→ What you need to do
Format the data from the line containing "TARGET = rein" through the end as a JSON list of strings, with one string per line and blank lines omitted.

----

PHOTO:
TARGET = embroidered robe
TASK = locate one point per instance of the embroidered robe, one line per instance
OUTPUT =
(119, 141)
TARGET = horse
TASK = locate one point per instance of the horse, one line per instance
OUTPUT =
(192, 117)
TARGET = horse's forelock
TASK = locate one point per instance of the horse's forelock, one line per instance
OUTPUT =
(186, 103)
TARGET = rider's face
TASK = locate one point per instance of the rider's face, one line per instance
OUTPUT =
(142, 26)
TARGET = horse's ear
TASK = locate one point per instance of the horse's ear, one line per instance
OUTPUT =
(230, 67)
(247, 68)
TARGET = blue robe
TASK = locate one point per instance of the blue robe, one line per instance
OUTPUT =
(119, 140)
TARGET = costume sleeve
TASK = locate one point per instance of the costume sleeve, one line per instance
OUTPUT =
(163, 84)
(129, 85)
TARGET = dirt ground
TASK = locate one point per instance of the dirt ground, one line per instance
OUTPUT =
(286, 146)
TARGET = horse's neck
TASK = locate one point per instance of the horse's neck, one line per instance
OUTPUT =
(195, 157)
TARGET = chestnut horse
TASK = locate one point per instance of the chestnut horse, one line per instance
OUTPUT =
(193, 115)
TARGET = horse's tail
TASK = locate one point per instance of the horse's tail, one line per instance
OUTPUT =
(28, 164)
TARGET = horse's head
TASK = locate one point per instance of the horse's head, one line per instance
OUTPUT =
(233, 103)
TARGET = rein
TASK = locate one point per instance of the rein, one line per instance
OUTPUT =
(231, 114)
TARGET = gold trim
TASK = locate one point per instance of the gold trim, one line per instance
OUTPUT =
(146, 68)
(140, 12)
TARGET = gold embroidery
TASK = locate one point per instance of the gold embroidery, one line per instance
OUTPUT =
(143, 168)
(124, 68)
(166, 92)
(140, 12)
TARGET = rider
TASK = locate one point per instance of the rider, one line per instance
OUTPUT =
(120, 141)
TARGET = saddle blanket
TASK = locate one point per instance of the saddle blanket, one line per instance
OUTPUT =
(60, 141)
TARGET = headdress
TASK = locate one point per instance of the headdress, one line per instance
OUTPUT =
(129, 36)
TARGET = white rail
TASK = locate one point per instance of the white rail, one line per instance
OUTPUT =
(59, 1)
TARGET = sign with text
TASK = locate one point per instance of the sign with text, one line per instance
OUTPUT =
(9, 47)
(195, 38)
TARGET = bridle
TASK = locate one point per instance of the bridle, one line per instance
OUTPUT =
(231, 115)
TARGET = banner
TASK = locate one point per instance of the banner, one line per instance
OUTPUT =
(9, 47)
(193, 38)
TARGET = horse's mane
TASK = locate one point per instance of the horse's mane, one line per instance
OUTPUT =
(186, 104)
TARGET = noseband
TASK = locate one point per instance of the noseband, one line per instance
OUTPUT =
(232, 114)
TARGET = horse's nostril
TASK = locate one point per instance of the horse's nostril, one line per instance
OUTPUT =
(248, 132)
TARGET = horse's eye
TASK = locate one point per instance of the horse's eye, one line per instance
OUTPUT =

----

→ Result
[
  "TARGET = rein",
  "TASK = locate one point per instance of the rein, one line per instance",
  "OUTPUT =",
  "(231, 114)",
  "TARGET = gold trim",
  "TASK = locate one point per instance of the gold trim, one line per instance",
  "OUTPUT =",
  "(146, 68)",
  "(140, 12)",
  "TARGET = gold embroidery",
  "TASK = locate one point per instance of the gold embroidery, one line per instance",
  "OUTPUT =",
  "(143, 168)",
  "(124, 68)",
  "(166, 92)",
  "(140, 12)",
  "TARGET = rider",
  "TASK = locate one point per instance of the rider, one line per instance",
  "OUTPUT =",
  "(120, 141)",
  "TARGET = saddle blanket",
  "TASK = locate one point per instance of the saddle blanket, one line per instance",
  "OUTPUT =",
  "(60, 141)",
  "TARGET = headdress",
  "TASK = locate one point per instance of the headdress, one line per instance",
  "OUTPUT =",
  "(129, 36)",
  "TARGET = white rail",
  "TASK = locate one point per instance of the white rail, one line per instance",
  "OUTPUT =",
  "(59, 1)",
  "TARGET = sign with text",
  "TASK = locate one point per instance of the sign with text, one line per instance",
  "OUTPUT =",
  "(9, 47)",
  "(195, 38)",
  "TARGET = bridle",
  "TASK = locate one point per instance of the bridle, one line per instance",
  "OUTPUT =",
  "(231, 115)",
  "TARGET = banner",
  "TASK = locate one point per instance of the banner, one line per instance",
  "OUTPUT =",
  "(9, 47)",
  "(193, 38)",
  "TARGET = horse's mane",
  "TASK = locate one point per instance of the horse's mane, one line per instance",
  "OUTPUT =",
  "(186, 104)",
  "TARGET = noseband",
  "TASK = locate one point per instance of the noseband, one line per instance",
  "OUTPUT =",
  "(232, 114)",
  "TARGET = horse's nostril",
  "TASK = locate one point per instance of the horse's nostril, one line per instance",
  "OUTPUT =",
  "(248, 132)",
  "TARGET = horse's eye",
  "TASK = locate one point per instance of the horse's eye, one line per instance",
  "OUTPUT ="
]